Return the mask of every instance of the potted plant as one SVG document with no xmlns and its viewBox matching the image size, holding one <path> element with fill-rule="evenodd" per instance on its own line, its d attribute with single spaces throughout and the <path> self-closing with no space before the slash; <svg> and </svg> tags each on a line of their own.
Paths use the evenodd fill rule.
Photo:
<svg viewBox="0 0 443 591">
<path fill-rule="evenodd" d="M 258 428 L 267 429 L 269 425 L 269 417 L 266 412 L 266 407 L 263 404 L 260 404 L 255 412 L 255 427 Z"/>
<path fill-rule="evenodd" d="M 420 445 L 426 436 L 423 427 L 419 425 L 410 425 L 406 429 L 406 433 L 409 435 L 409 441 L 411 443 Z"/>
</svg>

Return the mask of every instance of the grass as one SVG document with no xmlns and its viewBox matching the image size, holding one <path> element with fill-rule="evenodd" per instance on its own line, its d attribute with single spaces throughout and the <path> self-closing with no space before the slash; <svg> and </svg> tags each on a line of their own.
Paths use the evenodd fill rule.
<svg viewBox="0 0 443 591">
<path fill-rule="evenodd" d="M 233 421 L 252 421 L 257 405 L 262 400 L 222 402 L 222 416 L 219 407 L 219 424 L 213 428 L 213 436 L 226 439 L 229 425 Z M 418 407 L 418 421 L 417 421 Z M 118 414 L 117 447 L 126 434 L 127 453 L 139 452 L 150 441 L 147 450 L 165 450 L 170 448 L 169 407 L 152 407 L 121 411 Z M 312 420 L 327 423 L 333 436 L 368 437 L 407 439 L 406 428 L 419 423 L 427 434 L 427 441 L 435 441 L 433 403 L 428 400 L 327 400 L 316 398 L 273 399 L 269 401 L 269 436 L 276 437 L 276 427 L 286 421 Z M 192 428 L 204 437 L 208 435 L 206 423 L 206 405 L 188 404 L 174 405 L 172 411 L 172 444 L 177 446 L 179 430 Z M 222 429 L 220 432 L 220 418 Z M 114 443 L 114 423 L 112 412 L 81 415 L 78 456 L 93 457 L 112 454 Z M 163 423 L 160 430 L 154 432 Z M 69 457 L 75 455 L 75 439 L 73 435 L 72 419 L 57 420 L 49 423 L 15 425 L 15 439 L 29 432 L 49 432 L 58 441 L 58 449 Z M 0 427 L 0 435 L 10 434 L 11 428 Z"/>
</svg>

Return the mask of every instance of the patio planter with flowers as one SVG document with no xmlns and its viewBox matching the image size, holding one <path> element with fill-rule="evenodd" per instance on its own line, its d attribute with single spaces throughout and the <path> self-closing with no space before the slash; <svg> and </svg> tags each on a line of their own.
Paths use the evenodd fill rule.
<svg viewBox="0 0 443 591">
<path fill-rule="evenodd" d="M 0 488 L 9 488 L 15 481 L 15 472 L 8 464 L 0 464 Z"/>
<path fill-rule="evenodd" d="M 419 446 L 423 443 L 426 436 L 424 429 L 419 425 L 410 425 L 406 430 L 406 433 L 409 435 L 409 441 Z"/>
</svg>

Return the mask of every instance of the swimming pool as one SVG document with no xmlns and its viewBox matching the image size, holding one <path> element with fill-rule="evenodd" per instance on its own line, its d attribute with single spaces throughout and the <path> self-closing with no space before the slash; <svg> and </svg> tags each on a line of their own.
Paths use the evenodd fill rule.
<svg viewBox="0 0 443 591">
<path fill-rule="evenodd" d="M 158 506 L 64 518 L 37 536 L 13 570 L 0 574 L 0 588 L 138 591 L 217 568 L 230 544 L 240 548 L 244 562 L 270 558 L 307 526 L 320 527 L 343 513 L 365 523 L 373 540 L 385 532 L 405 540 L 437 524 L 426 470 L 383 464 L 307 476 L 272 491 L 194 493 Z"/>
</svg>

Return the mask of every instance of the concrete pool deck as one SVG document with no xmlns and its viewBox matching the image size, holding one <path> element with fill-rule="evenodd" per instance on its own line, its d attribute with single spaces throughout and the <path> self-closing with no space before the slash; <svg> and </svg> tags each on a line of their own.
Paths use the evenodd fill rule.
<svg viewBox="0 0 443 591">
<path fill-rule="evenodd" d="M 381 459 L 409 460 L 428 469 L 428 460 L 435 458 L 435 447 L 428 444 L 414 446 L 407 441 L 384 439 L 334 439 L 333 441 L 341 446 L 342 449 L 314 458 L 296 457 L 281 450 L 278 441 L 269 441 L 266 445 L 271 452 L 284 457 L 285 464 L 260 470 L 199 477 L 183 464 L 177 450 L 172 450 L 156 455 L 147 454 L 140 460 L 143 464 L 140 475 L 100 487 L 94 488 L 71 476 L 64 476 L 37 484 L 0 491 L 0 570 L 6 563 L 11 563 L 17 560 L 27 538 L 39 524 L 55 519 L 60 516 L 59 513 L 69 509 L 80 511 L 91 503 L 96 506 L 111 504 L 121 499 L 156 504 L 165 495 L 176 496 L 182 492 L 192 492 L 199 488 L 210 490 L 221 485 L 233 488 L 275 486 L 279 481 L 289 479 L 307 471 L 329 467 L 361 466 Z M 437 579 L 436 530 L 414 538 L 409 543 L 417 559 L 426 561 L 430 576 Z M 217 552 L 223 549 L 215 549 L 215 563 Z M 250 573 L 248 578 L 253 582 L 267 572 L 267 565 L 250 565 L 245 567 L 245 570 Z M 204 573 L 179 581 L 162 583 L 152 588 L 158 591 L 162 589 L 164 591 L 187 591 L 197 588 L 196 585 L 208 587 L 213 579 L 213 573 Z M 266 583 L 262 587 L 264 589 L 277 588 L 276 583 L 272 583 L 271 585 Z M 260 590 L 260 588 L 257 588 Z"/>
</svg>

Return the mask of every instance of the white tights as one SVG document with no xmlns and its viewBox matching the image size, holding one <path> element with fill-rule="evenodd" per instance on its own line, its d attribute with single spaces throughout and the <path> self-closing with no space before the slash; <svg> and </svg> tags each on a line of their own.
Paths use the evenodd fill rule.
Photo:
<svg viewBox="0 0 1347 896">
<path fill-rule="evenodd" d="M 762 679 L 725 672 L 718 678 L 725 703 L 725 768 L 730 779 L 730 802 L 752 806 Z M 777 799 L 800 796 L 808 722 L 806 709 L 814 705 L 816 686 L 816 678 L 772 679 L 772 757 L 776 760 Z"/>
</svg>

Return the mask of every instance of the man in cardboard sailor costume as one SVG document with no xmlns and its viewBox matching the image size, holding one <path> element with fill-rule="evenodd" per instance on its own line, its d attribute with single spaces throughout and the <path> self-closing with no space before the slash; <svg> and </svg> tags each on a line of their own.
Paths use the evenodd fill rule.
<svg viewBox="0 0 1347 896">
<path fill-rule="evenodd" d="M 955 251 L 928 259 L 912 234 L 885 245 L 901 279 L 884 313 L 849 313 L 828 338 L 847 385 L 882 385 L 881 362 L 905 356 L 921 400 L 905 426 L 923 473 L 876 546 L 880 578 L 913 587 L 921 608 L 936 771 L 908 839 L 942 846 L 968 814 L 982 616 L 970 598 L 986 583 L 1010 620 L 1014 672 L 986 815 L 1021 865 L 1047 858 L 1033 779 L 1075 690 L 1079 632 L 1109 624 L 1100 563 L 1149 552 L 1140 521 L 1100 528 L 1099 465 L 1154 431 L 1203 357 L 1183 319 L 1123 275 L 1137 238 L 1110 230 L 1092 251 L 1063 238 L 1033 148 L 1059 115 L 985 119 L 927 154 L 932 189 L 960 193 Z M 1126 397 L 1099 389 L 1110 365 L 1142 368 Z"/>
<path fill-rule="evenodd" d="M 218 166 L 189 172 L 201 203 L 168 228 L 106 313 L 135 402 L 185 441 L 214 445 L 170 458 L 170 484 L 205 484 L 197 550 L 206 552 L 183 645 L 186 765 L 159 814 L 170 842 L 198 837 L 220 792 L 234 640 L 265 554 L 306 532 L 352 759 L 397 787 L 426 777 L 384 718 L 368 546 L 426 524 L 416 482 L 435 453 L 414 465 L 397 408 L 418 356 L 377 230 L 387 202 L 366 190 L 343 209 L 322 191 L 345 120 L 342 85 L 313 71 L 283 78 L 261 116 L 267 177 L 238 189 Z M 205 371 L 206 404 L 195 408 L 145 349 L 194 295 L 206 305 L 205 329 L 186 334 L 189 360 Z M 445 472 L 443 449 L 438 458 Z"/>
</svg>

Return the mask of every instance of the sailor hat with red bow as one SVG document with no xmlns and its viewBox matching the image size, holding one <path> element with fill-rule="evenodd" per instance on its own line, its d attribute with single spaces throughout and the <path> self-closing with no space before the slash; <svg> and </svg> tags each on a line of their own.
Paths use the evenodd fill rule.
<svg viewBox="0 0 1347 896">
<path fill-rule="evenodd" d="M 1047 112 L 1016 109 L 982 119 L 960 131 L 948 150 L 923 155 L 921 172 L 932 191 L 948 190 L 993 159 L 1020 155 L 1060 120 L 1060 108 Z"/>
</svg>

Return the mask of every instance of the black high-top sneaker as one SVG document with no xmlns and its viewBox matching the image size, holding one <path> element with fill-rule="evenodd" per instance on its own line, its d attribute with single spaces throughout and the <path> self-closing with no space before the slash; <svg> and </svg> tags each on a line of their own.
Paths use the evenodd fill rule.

----------------------------------------

- [Challenge]: Find the line that contains "Return the mask of every instance of the black". Repeat it and every line after it, exactly as written, up to and including the last line of the records above.

- [Worked answer]:
Return the mask of every instance of the black high-top sneaker as one SVG document with no xmlns and its viewBox matching the image size, holding one <path> element with fill-rule="evenodd" per instance on its own line, its d attribute with single spaces throughout and the <path> self-closing with no space before the slash; <svg> and </svg> tags each on a line of their own.
Paths use the evenodd fill rule.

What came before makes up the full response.